Selected extract:
-.-.-
Wow, that's an awesome job! lol. Yeah, the bottles definitely add to the appeal of bawls.. and the nice mild crisp and yummy! flavor.


----------



## kev (Jan 28, 2005)

I like FRS. It doesn't have caffeine but it has quercetin, which is an antioxidant found in blueberries and some other fruits. It does seem to work (a little) but it is expensive.


----------



## myhalo123 (Nov 18, 2009)

5 hour energy count? 3 Red Bulls didn't do anything for me one night to help me stay awake, but that one 5 hour worked! Sure I didn't blink my eyes for hours, and I felt kinda weird. It worked! Good times.


----------



## Wehttam (Nov 6, 2009)

water! =), I already get hyperactively energetic when I'm anxious so water pretty much freshens me up for action.


----------



## stealyourface722 (Aug 31, 2008)

duuuude. I was just thinking of posting a thread about energy drinks. I drank a rockstar a few days ago..... that stuff sucks. Made me tired as heck.
-.-.-
To do:
**1)** Which antioxidant does FRS contain, according to the energy drink thread?
**2)** Reproduce the passage of the energy drink thread that opens with the words containing "## myhalo123 (Nov" and closes with "(Nov 6, 2009)", word for word.

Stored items
-.-.-
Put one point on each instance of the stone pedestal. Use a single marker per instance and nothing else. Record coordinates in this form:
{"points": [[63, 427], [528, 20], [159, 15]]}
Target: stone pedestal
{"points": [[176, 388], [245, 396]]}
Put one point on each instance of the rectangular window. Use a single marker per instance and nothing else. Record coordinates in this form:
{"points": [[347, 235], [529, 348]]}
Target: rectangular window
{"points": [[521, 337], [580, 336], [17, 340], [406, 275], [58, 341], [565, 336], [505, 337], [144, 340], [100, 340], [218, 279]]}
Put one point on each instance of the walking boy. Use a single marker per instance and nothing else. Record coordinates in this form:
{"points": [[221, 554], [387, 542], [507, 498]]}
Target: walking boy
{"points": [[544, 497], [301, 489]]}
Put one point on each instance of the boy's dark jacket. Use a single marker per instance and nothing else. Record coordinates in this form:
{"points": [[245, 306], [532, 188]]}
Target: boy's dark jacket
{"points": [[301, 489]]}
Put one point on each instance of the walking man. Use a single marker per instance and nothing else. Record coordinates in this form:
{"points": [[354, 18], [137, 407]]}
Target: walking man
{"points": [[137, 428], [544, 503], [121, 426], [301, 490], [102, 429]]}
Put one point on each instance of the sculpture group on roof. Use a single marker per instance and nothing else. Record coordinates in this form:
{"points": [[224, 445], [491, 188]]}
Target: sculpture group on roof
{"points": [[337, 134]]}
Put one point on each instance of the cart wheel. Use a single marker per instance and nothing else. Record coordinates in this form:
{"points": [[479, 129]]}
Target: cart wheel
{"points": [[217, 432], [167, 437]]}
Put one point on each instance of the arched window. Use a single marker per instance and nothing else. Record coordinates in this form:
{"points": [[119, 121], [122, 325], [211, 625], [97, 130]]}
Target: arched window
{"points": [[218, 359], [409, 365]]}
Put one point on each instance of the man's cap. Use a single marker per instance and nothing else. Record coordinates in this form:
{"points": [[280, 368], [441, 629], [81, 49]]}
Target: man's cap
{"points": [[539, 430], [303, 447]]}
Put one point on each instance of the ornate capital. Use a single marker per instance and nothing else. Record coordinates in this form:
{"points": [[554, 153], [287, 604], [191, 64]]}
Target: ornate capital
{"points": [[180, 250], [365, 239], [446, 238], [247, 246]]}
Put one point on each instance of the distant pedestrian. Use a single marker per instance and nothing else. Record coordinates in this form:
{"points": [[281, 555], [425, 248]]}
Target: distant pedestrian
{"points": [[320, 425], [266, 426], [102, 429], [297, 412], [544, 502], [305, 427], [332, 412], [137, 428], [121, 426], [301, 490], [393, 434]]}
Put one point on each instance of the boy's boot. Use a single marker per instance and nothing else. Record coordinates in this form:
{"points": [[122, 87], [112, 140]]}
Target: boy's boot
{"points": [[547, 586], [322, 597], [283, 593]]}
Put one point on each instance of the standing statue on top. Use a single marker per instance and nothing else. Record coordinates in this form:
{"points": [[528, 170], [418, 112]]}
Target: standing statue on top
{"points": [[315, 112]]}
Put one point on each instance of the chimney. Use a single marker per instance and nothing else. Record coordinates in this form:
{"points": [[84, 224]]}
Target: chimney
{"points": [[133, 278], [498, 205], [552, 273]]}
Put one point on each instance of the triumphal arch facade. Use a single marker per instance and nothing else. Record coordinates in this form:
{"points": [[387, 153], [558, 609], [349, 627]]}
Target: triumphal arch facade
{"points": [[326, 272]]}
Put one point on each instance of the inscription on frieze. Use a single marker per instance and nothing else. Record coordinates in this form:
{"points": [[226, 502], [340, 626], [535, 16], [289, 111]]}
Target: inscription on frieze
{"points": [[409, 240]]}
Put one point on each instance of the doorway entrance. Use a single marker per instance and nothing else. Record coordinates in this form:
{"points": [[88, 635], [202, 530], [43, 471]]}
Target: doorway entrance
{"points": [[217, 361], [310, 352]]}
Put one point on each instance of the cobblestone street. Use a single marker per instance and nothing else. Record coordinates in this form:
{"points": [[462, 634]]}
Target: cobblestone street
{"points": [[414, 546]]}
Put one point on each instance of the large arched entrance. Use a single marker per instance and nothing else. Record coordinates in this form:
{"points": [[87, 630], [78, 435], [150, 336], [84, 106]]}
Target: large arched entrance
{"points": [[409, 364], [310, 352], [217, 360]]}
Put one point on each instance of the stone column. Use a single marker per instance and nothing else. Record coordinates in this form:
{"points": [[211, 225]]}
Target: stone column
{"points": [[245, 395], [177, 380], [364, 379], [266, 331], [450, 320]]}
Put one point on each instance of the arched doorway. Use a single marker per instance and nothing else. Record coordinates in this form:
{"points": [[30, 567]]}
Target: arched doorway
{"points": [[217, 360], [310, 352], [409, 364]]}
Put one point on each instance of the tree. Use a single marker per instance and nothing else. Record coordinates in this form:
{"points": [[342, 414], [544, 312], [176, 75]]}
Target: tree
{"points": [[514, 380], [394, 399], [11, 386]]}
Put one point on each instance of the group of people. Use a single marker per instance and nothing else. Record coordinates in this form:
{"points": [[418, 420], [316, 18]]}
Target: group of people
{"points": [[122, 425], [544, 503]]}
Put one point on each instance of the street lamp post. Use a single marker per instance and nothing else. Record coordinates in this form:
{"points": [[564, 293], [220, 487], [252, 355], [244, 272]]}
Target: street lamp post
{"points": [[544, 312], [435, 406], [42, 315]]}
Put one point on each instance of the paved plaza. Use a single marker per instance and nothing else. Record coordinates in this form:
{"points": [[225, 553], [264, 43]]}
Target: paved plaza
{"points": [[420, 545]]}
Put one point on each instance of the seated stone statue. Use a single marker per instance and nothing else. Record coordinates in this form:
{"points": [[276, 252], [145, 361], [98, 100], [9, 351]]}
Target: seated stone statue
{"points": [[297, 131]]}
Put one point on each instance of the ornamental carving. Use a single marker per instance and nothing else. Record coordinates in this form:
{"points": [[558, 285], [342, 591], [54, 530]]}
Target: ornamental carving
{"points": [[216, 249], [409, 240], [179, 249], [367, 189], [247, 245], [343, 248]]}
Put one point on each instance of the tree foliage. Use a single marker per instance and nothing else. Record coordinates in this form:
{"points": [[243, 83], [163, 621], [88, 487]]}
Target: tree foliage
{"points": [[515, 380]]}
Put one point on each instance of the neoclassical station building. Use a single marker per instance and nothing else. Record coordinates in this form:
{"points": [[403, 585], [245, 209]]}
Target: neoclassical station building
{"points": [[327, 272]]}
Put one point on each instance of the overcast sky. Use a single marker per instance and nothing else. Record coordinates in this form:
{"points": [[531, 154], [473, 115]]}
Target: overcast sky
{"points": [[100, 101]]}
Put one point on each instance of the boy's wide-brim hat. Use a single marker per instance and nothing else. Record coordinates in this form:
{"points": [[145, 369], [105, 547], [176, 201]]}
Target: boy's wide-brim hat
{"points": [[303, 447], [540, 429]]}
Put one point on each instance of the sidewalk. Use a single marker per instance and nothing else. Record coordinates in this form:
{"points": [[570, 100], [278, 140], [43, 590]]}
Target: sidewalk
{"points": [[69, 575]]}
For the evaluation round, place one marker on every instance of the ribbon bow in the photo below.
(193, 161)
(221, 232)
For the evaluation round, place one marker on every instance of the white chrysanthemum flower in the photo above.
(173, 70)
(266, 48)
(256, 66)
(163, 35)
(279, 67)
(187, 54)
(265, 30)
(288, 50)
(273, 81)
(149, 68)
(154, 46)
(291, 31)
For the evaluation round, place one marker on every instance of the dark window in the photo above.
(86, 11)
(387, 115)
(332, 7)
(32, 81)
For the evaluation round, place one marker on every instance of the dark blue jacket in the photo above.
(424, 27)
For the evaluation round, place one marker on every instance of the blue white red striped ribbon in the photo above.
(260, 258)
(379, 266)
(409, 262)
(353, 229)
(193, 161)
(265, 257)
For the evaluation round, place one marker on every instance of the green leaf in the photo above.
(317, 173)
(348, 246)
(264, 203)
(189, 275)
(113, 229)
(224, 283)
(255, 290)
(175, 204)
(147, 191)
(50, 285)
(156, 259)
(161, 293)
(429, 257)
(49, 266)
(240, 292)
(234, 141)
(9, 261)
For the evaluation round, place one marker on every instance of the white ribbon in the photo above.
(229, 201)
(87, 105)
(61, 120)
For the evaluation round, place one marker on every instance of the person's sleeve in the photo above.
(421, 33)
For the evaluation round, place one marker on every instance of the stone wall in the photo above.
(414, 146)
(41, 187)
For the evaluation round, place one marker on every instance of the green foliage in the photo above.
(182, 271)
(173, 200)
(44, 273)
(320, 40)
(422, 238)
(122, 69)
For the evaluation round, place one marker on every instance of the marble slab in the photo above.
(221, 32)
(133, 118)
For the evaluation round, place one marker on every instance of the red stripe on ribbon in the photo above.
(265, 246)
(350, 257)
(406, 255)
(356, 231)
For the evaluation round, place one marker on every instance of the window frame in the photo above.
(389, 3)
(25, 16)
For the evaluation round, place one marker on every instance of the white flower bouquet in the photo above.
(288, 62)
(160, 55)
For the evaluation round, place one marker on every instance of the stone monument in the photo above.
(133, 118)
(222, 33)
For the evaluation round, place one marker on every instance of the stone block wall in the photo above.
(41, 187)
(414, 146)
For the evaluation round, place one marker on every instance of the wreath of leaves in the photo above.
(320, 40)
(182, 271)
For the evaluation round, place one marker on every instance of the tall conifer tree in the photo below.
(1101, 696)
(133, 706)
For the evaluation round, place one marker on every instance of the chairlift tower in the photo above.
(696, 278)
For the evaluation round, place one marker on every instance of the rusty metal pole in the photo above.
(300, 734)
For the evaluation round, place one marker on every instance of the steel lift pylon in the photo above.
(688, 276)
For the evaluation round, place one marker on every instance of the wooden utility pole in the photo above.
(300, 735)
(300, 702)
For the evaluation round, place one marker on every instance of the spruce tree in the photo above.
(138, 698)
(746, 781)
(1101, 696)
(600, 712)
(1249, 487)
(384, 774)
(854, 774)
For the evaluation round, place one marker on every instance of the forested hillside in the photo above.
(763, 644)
-.-.-
Expected results:
**1)** Quercetin.

**2)**
## myhalo123 (Nov 18, 2009)

5 hour energy count? 3 Red Bulls didn't do anything for me one night to help me stay awake, but that one 5 hour worked! Sure I didn't blink my eyes for hours, and I felt kinda weird. It worked! Good times.


----------



## Wehttam (Nov 6, 2009)